• _What you will do_: In the entries that follow, find the line containing "Indicate the wooden"; from there, copy every line exactly through the line containing "Indicate the green".

Natural-language object grounding data
○ ○ ○

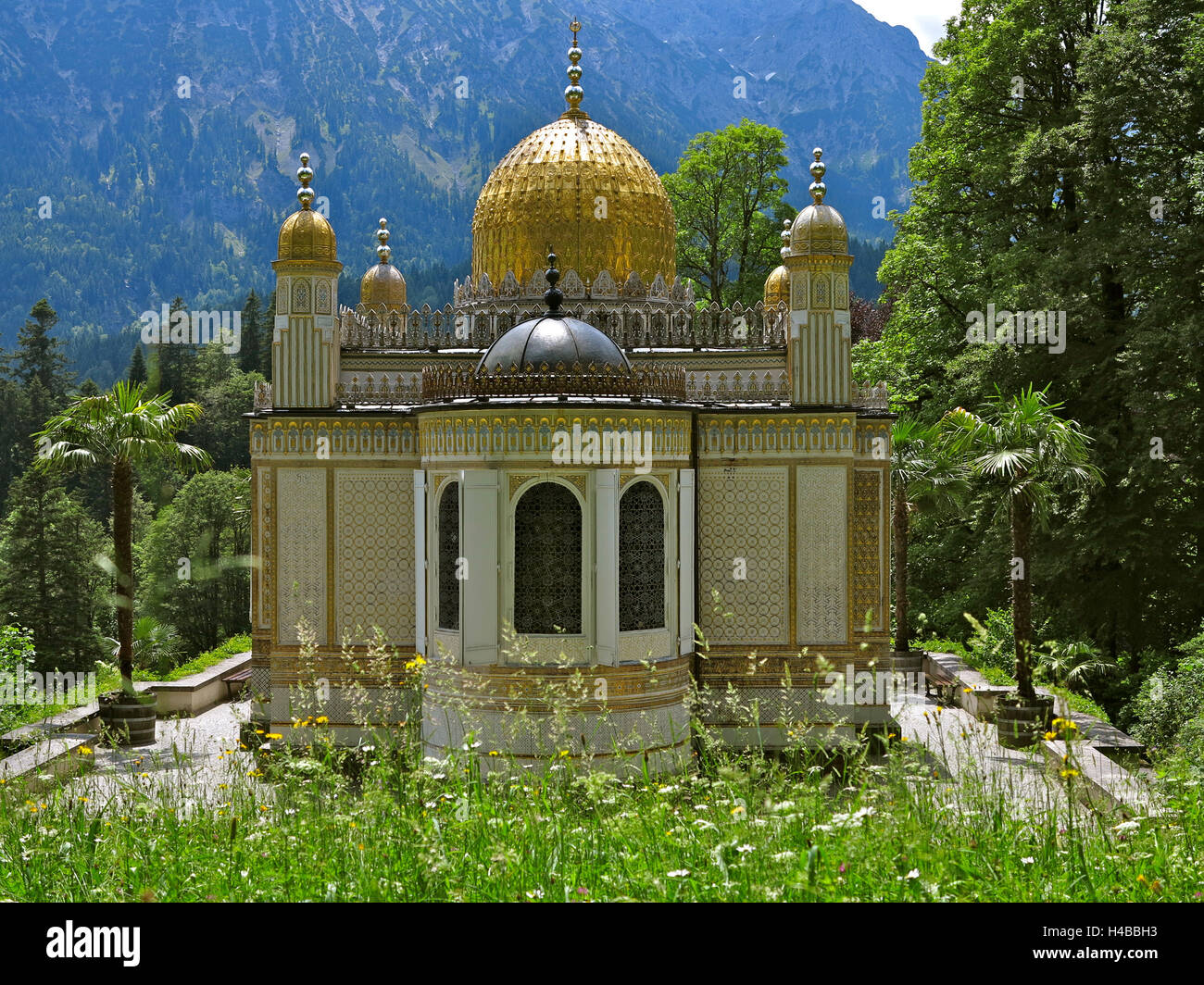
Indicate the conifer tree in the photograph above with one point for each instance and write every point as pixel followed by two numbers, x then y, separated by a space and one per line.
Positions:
pixel 249 357
pixel 48 576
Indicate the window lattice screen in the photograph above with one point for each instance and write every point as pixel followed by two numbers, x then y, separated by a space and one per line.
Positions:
pixel 449 555
pixel 548 560
pixel 641 559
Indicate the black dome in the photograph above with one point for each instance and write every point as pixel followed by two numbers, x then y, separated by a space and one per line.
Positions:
pixel 553 340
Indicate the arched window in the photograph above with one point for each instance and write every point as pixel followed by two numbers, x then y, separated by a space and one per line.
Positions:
pixel 449 556
pixel 548 560
pixel 641 557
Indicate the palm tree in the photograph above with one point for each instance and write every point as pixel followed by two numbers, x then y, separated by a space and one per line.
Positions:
pixel 115 431
pixel 1023 445
pixel 923 476
pixel 156 645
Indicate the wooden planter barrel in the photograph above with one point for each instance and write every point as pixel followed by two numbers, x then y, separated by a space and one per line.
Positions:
pixel 1022 725
pixel 129 720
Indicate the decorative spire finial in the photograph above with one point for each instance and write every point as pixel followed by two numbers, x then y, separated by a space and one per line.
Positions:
pixel 552 296
pixel 573 92
pixel 383 251
pixel 818 170
pixel 305 175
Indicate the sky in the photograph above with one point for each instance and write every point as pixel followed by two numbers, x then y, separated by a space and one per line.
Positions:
pixel 925 19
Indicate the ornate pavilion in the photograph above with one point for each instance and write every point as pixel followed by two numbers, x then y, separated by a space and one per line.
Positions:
pixel 590 505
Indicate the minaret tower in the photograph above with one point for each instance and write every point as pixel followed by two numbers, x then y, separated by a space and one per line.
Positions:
pixel 383 288
pixel 305 344
pixel 817 256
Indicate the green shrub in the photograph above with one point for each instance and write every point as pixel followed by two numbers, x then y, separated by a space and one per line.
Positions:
pixel 946 645
pixel 233 645
pixel 1171 701
pixel 992 643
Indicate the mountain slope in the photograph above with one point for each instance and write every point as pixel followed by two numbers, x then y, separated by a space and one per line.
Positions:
pixel 164 134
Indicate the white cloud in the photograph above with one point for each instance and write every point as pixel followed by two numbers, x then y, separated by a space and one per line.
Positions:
pixel 925 19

○ ○ ○

• _Solution to this exercise_:
Indicate the wooden planter barrel in the photograph above with one point for each instance and write every point as pixel followed by two numbers, x then y, separated by a space and one per line.
Positions:
pixel 1022 725
pixel 129 720
Indicate the decorative spire finial in the photograph above with one point for each instance and write every point as pixel followed by two numbers, x then y, separated by a space and one per line.
Positions:
pixel 552 296
pixel 573 92
pixel 383 251
pixel 818 170
pixel 305 175
Indicate the sky in the photograph above with one point for each instance and write every point as pixel followed by two numbers, x then y, separated by a space and one per line.
Positions:
pixel 925 19
Indicate the ornate pavilion in the photograph above with one point for each instance and write every point as pixel followed by two numbers, x then y, separated by a space and one per line.
Positions:
pixel 590 505
Indicate the minaret tower in the photograph above with one point for each instance and write every point as pixel followed by two numbers, x then y, separated by a space and one per line.
Positions:
pixel 383 288
pixel 305 344
pixel 817 256
Indicate the green shrub in the photograph above with one point for each instance and write every point as pixel followed by two numbers, x then y, separated by a space and one per line.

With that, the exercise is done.